▸ Goal of the exercise
In full and without alteration, print the records below, minus any images.

(Records drawn from a dataset)
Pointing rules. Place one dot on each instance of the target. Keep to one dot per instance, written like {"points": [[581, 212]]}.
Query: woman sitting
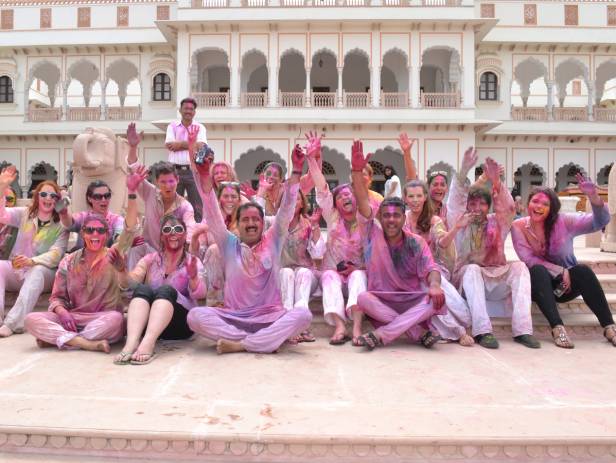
{"points": [[39, 246], [166, 285], [544, 241]]}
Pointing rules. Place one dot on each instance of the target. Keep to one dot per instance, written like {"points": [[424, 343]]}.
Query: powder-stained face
{"points": [[345, 201], [438, 189], [539, 207], [100, 199], [168, 185], [95, 235], [172, 235], [415, 199], [220, 173], [229, 200], [272, 175], [250, 226], [47, 199], [392, 220]]}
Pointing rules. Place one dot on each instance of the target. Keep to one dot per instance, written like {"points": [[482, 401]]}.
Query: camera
{"points": [[203, 153]]}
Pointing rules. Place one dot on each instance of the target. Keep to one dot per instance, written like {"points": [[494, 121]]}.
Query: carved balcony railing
{"points": [[570, 114], [83, 114], [123, 113], [44, 114], [440, 100], [324, 99], [529, 114], [605, 114], [254, 99], [292, 99], [394, 100], [356, 99], [212, 99]]}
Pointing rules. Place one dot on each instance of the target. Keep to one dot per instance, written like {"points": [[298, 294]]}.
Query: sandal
{"points": [[561, 339], [610, 333], [429, 339], [123, 358], [369, 340]]}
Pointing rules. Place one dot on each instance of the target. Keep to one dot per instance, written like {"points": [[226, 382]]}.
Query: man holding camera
{"points": [[176, 142]]}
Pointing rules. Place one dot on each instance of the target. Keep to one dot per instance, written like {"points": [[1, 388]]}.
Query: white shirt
{"points": [[177, 132], [397, 193]]}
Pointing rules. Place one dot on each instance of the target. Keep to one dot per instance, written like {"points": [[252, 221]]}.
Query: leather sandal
{"points": [[561, 339]]}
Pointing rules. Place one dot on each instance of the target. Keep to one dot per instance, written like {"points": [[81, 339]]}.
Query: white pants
{"points": [[333, 293], [30, 285], [296, 286], [453, 324], [515, 283]]}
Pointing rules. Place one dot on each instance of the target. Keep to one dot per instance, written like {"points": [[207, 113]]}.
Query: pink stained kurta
{"points": [[253, 312], [396, 299], [90, 294], [150, 270]]}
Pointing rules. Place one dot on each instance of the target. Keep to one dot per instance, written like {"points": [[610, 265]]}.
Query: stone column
{"points": [[308, 93], [340, 93], [609, 239]]}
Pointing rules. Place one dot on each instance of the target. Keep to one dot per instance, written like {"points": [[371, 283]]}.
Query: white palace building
{"points": [[530, 83]]}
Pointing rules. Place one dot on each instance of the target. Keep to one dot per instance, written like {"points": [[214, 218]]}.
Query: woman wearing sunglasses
{"points": [[8, 233], [98, 197], [39, 246], [166, 285]]}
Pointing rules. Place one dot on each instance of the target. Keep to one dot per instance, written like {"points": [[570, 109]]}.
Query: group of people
{"points": [[240, 266]]}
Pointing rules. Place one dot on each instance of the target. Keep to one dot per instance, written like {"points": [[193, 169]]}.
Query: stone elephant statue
{"points": [[98, 154]]}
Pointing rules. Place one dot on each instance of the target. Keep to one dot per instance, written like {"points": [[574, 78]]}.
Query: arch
{"points": [[49, 73], [565, 175], [525, 177], [40, 172], [246, 165], [292, 71], [443, 167], [604, 174]]}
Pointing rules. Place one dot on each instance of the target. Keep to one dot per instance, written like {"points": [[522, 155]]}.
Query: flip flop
{"points": [[124, 358], [340, 341], [149, 358]]}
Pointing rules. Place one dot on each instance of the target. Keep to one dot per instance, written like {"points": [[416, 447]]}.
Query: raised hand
{"points": [[586, 185], [358, 160], [134, 179], [297, 159], [492, 170], [116, 258], [405, 142], [469, 160], [7, 176], [132, 136]]}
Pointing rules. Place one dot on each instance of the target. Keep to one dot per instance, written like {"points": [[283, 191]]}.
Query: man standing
{"points": [[176, 142], [404, 283], [253, 318], [481, 269]]}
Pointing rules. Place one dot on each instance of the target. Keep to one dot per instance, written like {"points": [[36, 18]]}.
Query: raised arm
{"points": [[406, 144], [358, 162]]}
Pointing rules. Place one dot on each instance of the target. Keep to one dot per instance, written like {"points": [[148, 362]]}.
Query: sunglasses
{"points": [[54, 196], [91, 230], [99, 196], [177, 229]]}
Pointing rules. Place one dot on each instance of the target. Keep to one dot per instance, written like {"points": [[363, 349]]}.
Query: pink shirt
{"points": [[176, 131]]}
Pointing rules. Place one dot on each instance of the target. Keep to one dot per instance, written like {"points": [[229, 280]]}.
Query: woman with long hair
{"points": [[39, 246], [420, 219], [544, 241], [166, 284]]}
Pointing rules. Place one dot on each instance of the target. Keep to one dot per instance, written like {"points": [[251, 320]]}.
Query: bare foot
{"points": [[224, 346], [43, 344], [5, 331]]}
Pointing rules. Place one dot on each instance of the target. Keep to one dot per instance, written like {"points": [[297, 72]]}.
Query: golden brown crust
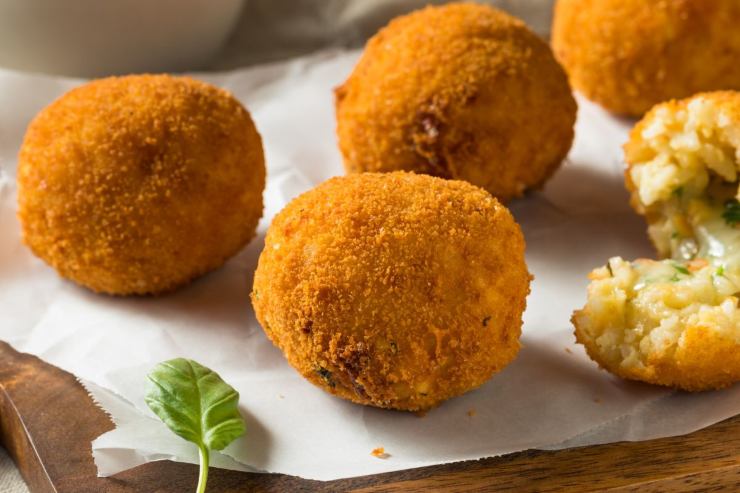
{"points": [[395, 290], [461, 91], [703, 360], [138, 184], [629, 55]]}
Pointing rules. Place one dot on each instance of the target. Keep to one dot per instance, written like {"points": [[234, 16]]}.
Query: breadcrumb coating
{"points": [[676, 321], [138, 184], [460, 91], [394, 290], [629, 55]]}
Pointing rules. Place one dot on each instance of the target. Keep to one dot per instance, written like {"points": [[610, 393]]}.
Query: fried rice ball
{"points": [[393, 290], [676, 321], [460, 91], [628, 55], [138, 184]]}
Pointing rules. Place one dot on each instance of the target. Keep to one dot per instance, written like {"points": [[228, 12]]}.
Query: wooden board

▸ Problem solution
Pointing rules. Place one dot on each instance of the target. Keep to one dot per instance, written like {"points": [[581, 212]]}.
Query: woman sitting
{"points": [[39, 246], [166, 285], [544, 241]]}
Pointing rules. Place one dot on each instance of the target. Keep to one dot per instance, written like {"points": [[424, 343]]}.
Query: powder-stained face
{"points": [[345, 201], [438, 189], [539, 207], [100, 199], [168, 185], [95, 235], [172, 235], [415, 199], [220, 173], [229, 200], [272, 175], [250, 226], [47, 199], [392, 220]]}
Pointing rules. Place one dot on each instance of the target. Keep to one dot per instance, written like {"points": [[482, 401]]}.
Query: camera
{"points": [[203, 153]]}
Pointing rules. Place one dot on each instance of the target. Keep to one dot per instance, written like {"points": [[494, 121]]}.
Query: carved balcony railing
{"points": [[570, 114], [83, 114], [123, 113], [44, 114], [440, 100], [324, 99], [529, 114], [605, 114], [254, 99], [292, 99], [394, 100], [356, 99], [212, 99]]}
Pointing rules. Place one dot on each instance of the target. Keep to one dot per instance, written like {"points": [[298, 294]]}.
Query: sandal
{"points": [[561, 339], [610, 333], [429, 339], [123, 358], [369, 340]]}
Pointing rules. Place one dot on each instance of the target. Keep to one dot per instance, written like {"points": [[226, 382]]}.
Query: man holding camera
{"points": [[176, 142]]}
Pointing rules. Place one dot on each instance of the target. Keep to one dot per instance, written like {"points": [[1, 388]]}.
Query: white shirt
{"points": [[177, 132], [397, 193]]}
Pointing rules. Place one dot on each instance of the target. Keep to one dot per instance, written like {"points": [[252, 221]]}.
Query: leather sandal
{"points": [[561, 339]]}
Pointing rules. Place one dot on each instance of the target. Keep to one dot per instance, written like {"points": [[81, 339]]}.
Query: white pants
{"points": [[333, 293], [30, 285], [296, 286], [453, 324], [515, 283]]}
Pointing rules. Place one dot on each instance of the target. Keep to one dot per instance, written like {"points": [[207, 113]]}.
Query: pink stained kurta
{"points": [[253, 312], [396, 299], [90, 294], [150, 270]]}
Pointing rules. Place one dot on each instance of the target. Keep to one dot per instance, written like {"points": [[610, 265]]}.
Query: stone column
{"points": [[308, 93], [340, 93], [609, 239]]}
Pointing rules. Place one dot on each instance of the target. Keep to one dot per instance, written like {"points": [[371, 283]]}.
Query: white palace building
{"points": [[530, 83]]}
Pointing rules. Place one dot on each instance of the target. Keep to one dot per instance, written like {"points": [[214, 218]]}.
Query: woman wearing sunglasses
{"points": [[8, 233], [98, 197], [39, 246], [166, 285]]}
Pointing rules. Place one dot on each instance of the target. Keep to one dot per instance, written like {"points": [[570, 109]]}.
Query: group of people
{"points": [[240, 266]]}
Pointing rules. Place one dot on each instance of the target. Keep to one dot per instance, written like {"points": [[193, 169]]}.
Query: stone elephant statue
{"points": [[98, 154]]}
Pointing rules. Place one dot on each instance of the target. Keep to one dot per instance, written like {"points": [[574, 78]]}.
Query: arch
{"points": [[49, 73], [565, 175], [525, 177], [40, 172], [246, 165], [292, 71], [443, 167], [604, 174]]}
Pointing rules. Place one dot on each instance of the target. Keep to one dot per instance, written like {"points": [[522, 155]]}.
Query: flip flop
{"points": [[124, 358], [340, 341], [149, 358]]}
Pointing rules. Place one dot on each instance of the target. Keep to one dot per instance, written like {"points": [[416, 447]]}.
Query: raised hand
{"points": [[586, 185], [358, 160], [134, 179], [297, 159], [492, 170], [116, 258], [405, 142], [469, 160], [7, 176], [132, 136]]}
Pointing rules. Place one dot on each instance of the target. Keep to one dot per instance, written like {"points": [[283, 191]]}.
Query: man standing
{"points": [[176, 142], [404, 283], [253, 318], [481, 269]]}
Pointing rules. Place one dot on each instance of the target. Keep to one dot per instance, written like {"points": [[36, 18]]}.
Query: raised arm
{"points": [[406, 144], [358, 162]]}
Pointing rules. Place one dot on each instance of the target. Keep to one dot per instance, written like {"points": [[148, 362]]}.
Query: sunglasses
{"points": [[54, 196], [91, 230], [99, 196], [177, 229]]}
Pointing rules. Place one dot on each instance of the target. Keep to one dot per instance, written like {"points": [[363, 349]]}.
Query: pink shirt
{"points": [[176, 131]]}
Pointing rules. Place one dot on each instance of the target. Keep to one dot per instance, written like {"points": [[229, 280]]}.
Query: woman with long hair
{"points": [[39, 246], [420, 219], [544, 241], [166, 284]]}
Pointing rules. Place one dot on each instance of the target. Keep to one dot per instance, written like {"points": [[251, 320]]}.
Query: bare foot
{"points": [[224, 346], [43, 344], [5, 331]]}
Pointing rules. Place one dot on each instance of the target. Keep to one dot per instance, written like {"points": [[297, 72]]}.
Query: golden brown crust
{"points": [[395, 290], [461, 91], [703, 360], [138, 184], [629, 55]]}
Pointing rules. Place one dot on each instance of the target. Keep to one dot per instance, written like {"points": [[234, 16]]}.
Query: breadcrumb coating
{"points": [[676, 321], [138, 184], [460, 91], [394, 290], [629, 55]]}
Pointing rules. Place one dot on each instance of the target. Keep to one dot per instance, written like {"points": [[610, 393]]}.
Query: fried rice ball
{"points": [[393, 290], [676, 321], [460, 91], [628, 55], [138, 184]]}
Pointing rules. Place one dot on each instance of the target. Keep to one dot per instance, written like {"points": [[228, 12]]}.
Query: wooden board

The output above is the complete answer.